## Objetivo A
Extrae del texto sobre las luciérnagas el fragmento que va desde "Es increíble la" hasta "en algún laboratorio.".
## Objetivo B
Según el texto sobre las luciérnagas, ¿de qué mueren los insectos desconcertados por las calles iluminadas?

## Fuente
▬▬▬

Es increíble la velocidad con la que desaparecen las luciérnagas, una velocidad muy superior a la que desaparecen los mamíferos, si exceptuamos si acaso los orangutanes, o el oso polar. Aunque de esto nadie hable, lo cierto es cada vez resulta más improbable encontrarse con uno de estos insectos en mitad de la noche. No tardando mucho, tan remota puede llegar a ser esta posibilidad que algunos científicos han empezado a dar la voz de alarma y no son pocos los que deciden hundirse en la la luciernagnosis, es decir: en el estudio y conocimiento de las escasas luciérnagas que quedan, todas ellas en algún laboratorio.

Ese pasillo de calles perfectamente iluminadas desconciertan a los insectos, no solo a las luciérnagas. Ellos son incapaces de distinguir el día de la noche por culpa de su impoluta blancura, y mueren de agotamiento

Sabíamos desde hace tiempo que las luciérnagas estaban en vías de extinción pero, al igual que sucede con muchos otros rastros de belleza, no le dimos importancia cuando comenzaron a faltar. El mundo no se acabará cuando no queden luciérnagas... Seguramente esto es cierto, ¿pero y si no pudiéramos soportar su ausencia? ¿y si de forma obsesiva nos pusiéramos a buscar luciérnagas justo cuando ya no hay ninguna en ninguna parte? Peor aún: ¿qué pasaría si encontráramos un culpable, nosotros mismos, del fenómeno de su desaparición?

▬▬▬

## Material proporcionado
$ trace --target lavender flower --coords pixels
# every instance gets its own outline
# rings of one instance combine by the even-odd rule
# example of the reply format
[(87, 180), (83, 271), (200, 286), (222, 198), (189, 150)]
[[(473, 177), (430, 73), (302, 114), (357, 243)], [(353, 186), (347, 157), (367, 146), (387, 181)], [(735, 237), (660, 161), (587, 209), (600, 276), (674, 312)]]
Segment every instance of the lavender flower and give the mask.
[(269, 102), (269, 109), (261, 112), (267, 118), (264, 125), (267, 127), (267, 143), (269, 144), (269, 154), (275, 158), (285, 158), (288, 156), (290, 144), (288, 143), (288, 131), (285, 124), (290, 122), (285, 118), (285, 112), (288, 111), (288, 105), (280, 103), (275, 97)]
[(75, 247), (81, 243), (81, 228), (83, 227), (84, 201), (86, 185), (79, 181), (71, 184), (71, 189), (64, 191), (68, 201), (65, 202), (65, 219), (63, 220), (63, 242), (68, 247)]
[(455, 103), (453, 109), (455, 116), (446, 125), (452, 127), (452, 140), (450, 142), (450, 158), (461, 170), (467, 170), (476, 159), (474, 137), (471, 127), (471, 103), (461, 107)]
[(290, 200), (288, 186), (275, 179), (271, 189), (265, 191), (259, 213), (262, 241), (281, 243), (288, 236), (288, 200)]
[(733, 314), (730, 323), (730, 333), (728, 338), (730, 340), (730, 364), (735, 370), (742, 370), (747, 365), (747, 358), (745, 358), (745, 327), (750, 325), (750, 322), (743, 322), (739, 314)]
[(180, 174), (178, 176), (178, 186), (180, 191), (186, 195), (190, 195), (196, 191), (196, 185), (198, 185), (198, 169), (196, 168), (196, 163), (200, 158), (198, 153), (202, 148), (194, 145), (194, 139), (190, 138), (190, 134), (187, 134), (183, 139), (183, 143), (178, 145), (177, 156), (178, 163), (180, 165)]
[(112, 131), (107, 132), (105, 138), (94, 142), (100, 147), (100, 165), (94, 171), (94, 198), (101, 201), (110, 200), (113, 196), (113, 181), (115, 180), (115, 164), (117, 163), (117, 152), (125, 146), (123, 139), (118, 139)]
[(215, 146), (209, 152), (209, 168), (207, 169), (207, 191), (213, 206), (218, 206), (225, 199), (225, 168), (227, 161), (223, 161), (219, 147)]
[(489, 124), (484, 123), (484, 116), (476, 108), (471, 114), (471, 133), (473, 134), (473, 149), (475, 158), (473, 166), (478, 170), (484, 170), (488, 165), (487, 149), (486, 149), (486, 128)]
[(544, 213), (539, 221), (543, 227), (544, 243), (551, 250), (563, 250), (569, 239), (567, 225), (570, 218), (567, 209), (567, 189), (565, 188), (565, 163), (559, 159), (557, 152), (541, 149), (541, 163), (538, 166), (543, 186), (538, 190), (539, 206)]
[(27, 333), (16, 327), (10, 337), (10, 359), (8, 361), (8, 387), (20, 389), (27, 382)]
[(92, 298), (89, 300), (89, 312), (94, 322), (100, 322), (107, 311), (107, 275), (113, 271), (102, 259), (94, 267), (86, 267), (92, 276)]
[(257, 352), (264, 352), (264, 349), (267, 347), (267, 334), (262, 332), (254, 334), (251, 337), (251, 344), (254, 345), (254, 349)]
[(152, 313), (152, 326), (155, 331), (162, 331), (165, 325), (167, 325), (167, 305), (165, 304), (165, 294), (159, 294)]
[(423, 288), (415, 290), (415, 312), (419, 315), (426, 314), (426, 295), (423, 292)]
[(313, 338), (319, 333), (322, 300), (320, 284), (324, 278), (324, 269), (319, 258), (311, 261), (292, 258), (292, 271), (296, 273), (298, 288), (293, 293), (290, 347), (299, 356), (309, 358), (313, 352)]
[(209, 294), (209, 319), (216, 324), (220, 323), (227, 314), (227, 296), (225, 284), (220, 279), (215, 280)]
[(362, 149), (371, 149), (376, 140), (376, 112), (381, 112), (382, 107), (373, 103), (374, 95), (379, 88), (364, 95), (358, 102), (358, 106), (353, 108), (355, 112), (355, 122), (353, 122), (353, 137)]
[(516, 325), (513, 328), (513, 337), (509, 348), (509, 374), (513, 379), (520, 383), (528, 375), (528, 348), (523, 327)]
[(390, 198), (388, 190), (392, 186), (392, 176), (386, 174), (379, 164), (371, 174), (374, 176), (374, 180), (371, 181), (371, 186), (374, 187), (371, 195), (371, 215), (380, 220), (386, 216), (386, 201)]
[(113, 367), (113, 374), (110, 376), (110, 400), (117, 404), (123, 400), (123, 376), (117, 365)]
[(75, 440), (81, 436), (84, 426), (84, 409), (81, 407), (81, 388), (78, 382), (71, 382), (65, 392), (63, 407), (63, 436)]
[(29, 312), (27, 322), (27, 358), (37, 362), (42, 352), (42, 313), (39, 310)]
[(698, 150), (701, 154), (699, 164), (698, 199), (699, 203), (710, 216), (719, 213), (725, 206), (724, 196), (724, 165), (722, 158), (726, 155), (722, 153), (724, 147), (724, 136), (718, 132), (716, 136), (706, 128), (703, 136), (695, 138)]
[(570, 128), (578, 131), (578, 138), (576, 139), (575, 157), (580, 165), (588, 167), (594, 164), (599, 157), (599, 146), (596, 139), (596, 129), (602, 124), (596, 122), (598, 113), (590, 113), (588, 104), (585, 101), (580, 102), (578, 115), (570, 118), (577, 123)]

▬▬▬

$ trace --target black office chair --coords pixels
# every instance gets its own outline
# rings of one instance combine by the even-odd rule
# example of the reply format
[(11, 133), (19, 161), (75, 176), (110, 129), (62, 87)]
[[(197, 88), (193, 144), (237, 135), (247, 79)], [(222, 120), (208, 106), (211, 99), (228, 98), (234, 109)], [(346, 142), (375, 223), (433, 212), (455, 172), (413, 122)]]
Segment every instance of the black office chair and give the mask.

▬▬▬

## Respuesta final A
Es increíble la velocidad con la que desaparecen las luciérnagas, una velocidad muy superior a la que desaparecen los mamíferos, si exceptuamos si acaso los orangutanes, o el oso polar. Aunque de esto nadie hable, lo cierto es cada vez resulta más improbable encontrarse con uno de estos insectos en mitad de la noche. No tardando mucho, tan remota puede llegar a ser esta posibilidad que algunos científicos han empezado a dar la voz de alarma y no son pocos los que deciden hundirse en la la luciernagnosis, es decir: en el estudio y conocimiento de las escasas luciérnagas que quedan, todas ellas en algún laboratorio.

## Respuesta final B
Mueren de agotamiento.